• _WHAT TO WORK ON_
1. In the self-care text, rewrite the passage from "When you’re in" to "you might need.", replacing "self-care list" with "self-care plan".
2. List every question that the text on self care asks, quoting each one in full.
3. Pick up the text on self care where it stops and continue it.

• _DOCUMENT TEXT_
▬▬▬▬▬▬

Self care might have become somewhat of a buzzword, but that’s not without good cause. It can mean something different to everyone and that’s part of what makes it so important. We spend a lot of our time, energy and resources looking out for other people, trying to be kind and supportive to our friends and to provide for our families, and it’s all too easy to leave yourself behind.
As someone living with chronic and mental illness self care comes in many shapes and forms. For me, self care can mean taking my medication, or seeking out new treatments. It means keeping up with my physical therapy exercises, but also knowing when to back off and not giving myself a hard time about it. It can look like hair dye and heavy metal, or a bath and a book. It can mean finding the time to do something that makes me smile, even when I don’t want to.
Self care can even be as simple as looking after yourself, the things you don’t think about until you’re not doing them. Eating right, sleeping well, getting outside and interacting with others; on your worst day you might not want to do any of these things, but if you keep putting them off you’re only going to feel worse. For some people, taking time away from social media is crucial to their mental health, for others reaching out to a support group online could be the self care they need. What’s important is to listen to your own body and pay attention to what it needs.
When you’re in a good place, take a moment to appreciate the things that are making you feel better. What put a smile on your face today? What gave you the courage to face the day? What do you really want to do right now, that you wouldn’t even consider on a bad day? Take all of these ideas and suggestions and make yourself a self-care list. That way when you’re stuck in a downward spiral and need something to break the cycle, the hard work has been done for you. Pull out your list and choose something that seems manageable and enjoyable at that moment. You could even have a self-care kit to open in times of need, filled with ready to go activities and things you might need.

▬▬▬▬▬▬

• _DATA SECTION_
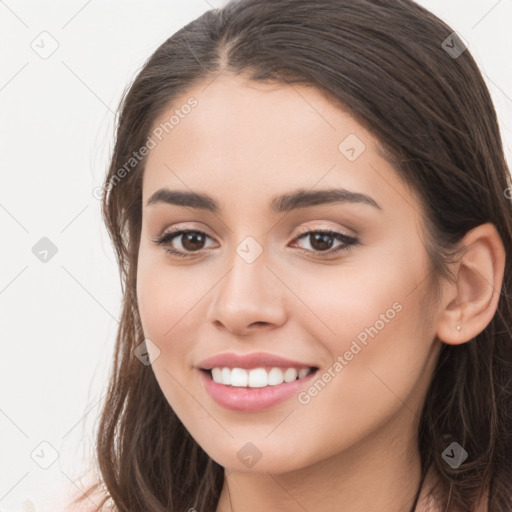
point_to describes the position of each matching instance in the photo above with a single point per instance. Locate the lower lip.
(252, 399)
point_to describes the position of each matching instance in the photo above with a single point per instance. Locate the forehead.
(248, 134)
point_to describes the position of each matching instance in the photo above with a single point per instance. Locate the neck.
(381, 476)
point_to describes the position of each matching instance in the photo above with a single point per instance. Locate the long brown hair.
(389, 64)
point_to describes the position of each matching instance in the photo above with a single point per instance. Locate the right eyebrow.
(283, 203)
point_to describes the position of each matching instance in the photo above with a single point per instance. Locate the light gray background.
(59, 318)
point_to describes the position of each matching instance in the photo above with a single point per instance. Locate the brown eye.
(322, 242)
(192, 240)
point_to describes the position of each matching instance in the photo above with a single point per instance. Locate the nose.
(248, 298)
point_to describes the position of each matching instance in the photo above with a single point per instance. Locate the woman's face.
(337, 283)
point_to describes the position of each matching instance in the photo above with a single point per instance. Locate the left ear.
(471, 301)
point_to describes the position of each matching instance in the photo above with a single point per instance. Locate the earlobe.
(472, 300)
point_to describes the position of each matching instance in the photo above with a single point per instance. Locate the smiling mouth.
(257, 377)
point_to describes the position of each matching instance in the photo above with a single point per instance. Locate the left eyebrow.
(283, 203)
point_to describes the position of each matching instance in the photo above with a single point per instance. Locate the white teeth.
(239, 377)
(257, 377)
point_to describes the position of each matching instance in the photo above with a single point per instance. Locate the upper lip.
(248, 361)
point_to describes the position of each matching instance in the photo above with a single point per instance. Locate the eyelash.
(348, 242)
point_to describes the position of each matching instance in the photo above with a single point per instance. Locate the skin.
(354, 443)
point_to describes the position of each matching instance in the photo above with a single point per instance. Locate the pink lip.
(251, 399)
(248, 361)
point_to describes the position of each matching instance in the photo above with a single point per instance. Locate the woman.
(308, 202)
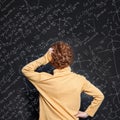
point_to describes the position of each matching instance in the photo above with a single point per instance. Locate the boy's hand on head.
(48, 55)
(81, 114)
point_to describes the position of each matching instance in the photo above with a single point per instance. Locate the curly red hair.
(62, 55)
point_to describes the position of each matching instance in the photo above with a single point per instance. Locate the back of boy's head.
(62, 55)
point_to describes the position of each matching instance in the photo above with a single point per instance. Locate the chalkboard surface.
(28, 27)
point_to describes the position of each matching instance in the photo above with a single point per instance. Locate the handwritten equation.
(28, 28)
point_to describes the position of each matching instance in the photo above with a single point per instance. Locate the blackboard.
(28, 27)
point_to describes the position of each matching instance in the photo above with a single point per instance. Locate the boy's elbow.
(102, 97)
(23, 70)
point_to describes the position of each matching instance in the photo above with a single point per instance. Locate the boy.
(60, 93)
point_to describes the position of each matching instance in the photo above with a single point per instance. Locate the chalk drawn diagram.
(28, 28)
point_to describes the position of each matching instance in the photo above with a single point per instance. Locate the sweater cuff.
(47, 58)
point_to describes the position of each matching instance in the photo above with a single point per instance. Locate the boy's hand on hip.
(81, 114)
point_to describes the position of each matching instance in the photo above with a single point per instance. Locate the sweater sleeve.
(97, 95)
(29, 69)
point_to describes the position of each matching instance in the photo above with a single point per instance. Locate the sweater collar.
(63, 71)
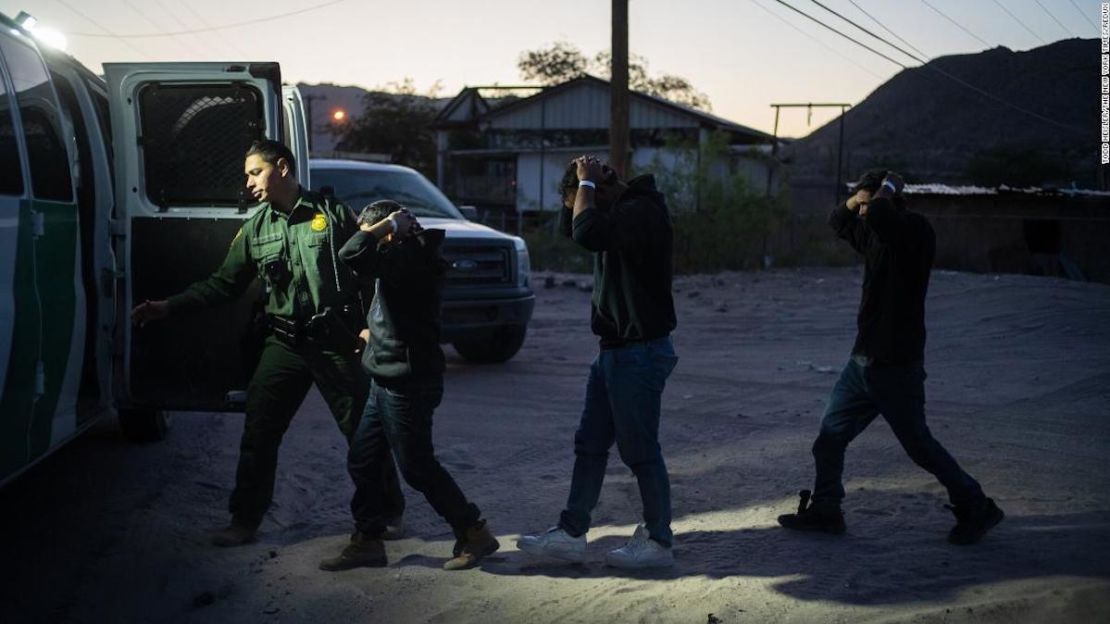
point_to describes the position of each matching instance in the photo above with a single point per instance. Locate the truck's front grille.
(472, 263)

▬▬▬▬▬▬

• _RESULTS OF THE TASKS_
1.
When you’re in a good place, take a moment to appreciate the things that are making you feel better. What put a smile on your face today? What gave you the courage to face the day? What do you really want to do right now, that you wouldn’t even consider on a bad day? Take all of these ideas and suggestions and make yourself a self-care plan. That way when you’re stuck in a downward spiral and need something to break the cycle, the hard work has been done for you. Pull out your list and choose something that seems manageable and enjoyable at that moment. You could even have a self-care kit to open in times of need, filled with ready to go activities and things you might need.

2.
- "What put a smile on your face today?"
- "What gave you the courage to face the day?"
- "What do you really want to do right now, that you wouldn't even consider on a bad day?"

3.
Go into self-care mode with the right mindset. Clear your head and remember that you are worthy and you deserve this. Nobody should feel guilty for giving themselves the time and care they need, and nobody should be judged on what that looks like for them. No matter how small, or silly, or insignificant your self care seems, if it’s enough for you then that’s what matters.
I’m 100% guilty of pushing myself too hard and overdoing it, forcing my body into a flare and only stopping when I no longer have a choice. I’m trying to be better at going easy on myself and monitoring my limitations, I won’t always get it right but there’s comfort in knowing I have an action plan in place for those rest and recovery days.
Putting myself first puts me in control of my own wellbeing, and if you can’t take care of yourself, how can you take care of anybody else?